→ EXERCISE AIM
Rewrite each of the entries below with every "target" changed to "object", keeping everything else the same.

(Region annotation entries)
"""

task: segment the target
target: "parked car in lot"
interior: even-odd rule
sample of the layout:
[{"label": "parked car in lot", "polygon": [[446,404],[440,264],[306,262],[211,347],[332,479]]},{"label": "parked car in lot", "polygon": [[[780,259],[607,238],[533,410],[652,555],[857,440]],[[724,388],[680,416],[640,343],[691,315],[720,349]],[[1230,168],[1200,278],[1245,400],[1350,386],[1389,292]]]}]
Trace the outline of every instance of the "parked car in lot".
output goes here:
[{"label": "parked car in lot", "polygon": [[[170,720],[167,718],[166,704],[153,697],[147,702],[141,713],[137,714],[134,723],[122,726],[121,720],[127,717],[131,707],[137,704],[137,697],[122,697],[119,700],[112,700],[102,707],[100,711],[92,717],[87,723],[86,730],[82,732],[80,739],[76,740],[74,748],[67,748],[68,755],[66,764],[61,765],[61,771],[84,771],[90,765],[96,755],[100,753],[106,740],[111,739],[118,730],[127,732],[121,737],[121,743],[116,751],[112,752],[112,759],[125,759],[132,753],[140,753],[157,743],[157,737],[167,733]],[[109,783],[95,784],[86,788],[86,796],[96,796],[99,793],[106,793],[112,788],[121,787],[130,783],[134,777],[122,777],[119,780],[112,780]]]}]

"""

→ RESPONSE TO THE TASK
task: segment the object
object: "parked car in lot"
interior: even-odd rule
sample of the layout:
[{"label": "parked car in lot", "polygon": [[446,404],[440,264],[306,262],[211,347],[332,479]]},{"label": "parked car in lot", "polygon": [[[780,259],[607,238],[533,410],[652,555],[857,440]],[[724,388],[680,416],[640,343],[691,315],[720,349]],[[1230,168],[1200,278],[1245,400],[1350,386],[1389,292]]]}]
Trace the outline of every instance of the "parked car in lot".
output goes here:
[{"label": "parked car in lot", "polygon": [[[170,720],[167,718],[166,704],[153,697],[147,702],[141,713],[137,714],[134,723],[122,726],[121,720],[127,717],[131,707],[137,704],[137,697],[122,697],[119,700],[112,700],[102,707],[100,711],[92,717],[87,723],[86,730],[82,732],[80,739],[76,740],[74,748],[67,748],[68,755],[66,764],[61,765],[61,771],[84,771],[90,765],[96,755],[100,753],[106,740],[111,739],[118,730],[127,732],[121,737],[121,743],[116,751],[112,752],[112,759],[125,759],[132,753],[140,753],[157,743],[157,737],[167,733]],[[109,783],[95,784],[86,788],[86,796],[96,796],[99,793],[106,793],[112,788],[121,787],[130,783],[134,777],[122,777],[119,780],[112,780]]]}]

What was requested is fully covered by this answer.